▶ Problem description
Would you set down all of the entries below exactly as they stand?

▶ Data listing
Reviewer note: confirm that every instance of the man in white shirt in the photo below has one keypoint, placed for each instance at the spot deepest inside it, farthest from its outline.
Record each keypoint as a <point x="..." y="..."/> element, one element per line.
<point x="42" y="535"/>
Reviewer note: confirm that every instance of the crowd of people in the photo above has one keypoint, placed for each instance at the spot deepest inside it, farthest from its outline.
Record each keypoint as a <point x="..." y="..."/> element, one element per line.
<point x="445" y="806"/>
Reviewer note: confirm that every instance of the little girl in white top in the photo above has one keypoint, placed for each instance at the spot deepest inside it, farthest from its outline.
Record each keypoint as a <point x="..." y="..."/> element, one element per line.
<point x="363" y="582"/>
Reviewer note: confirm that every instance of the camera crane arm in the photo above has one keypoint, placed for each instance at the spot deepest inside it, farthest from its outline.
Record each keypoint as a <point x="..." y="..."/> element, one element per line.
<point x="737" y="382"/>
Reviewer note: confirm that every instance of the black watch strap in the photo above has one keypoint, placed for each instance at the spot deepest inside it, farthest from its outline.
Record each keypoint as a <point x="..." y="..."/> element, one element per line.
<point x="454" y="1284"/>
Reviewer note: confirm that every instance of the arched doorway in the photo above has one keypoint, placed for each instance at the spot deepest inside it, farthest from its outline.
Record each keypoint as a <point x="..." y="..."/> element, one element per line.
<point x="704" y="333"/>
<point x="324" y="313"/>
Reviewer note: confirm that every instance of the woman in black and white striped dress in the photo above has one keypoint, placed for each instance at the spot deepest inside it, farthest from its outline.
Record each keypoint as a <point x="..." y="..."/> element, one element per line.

▶ Solution for this task
Reviewer note: confirm that every instance of the man in white shirt in the photo below has one keypoint, placed for each instance at the spot deepest inside it, farthest from its outline.
Record each keypoint as a <point x="..." y="..."/> element, one element per line.
<point x="42" y="535"/>
Reviewer note: confirm that every instance of the crowd of people in the photo above has one keypoint, placed for each instance at the spot deepest inside it, farthest from its outline.
Record each keypoint as a <point x="..." y="..."/> element, one element per line.
<point x="445" y="806"/>
Reviewer note: confirm that every instance of the little girl in white top in the photo above has one keypoint, placed for each instance at the spot deepest inside it, farthest from its outline.
Record each keypoint as a <point x="..." y="..."/> element, one element per line.
<point x="363" y="582"/>
Reviewer note: confirm that every instance of the camera crane arm in the photo above has one keypoint, placed for each instance at the spot deepest inside it, farthest from its outline.
Record each keypoint as a <point x="..." y="..."/> element, one element per line.
<point x="737" y="382"/>
Reviewer note: confirm that every instance of the black watch strap in the photo above has one keypoint, placed for each instance at the spot deepest inside it, farthest from its outline.
Record each keypoint as a <point x="..." y="..."/> element, one element per line.
<point x="454" y="1284"/>
Reviewer note: confirm that every instance of the arched doorway in the photo above has one keypoint, placed for each instance at the spot deepest inside it, farthest from its outline.
Record each keypoint as a <point x="..." y="..."/> element, one element per line.
<point x="704" y="333"/>
<point x="324" y="313"/>
Reviewer note: confirm that every instance of the woman in black and white striped dress in the photo above has one keypoint, placed for each instance at the spot deepest inside it, farthest from its outline.
Record each keypoint as a <point x="..." y="..."/> element, one element per line.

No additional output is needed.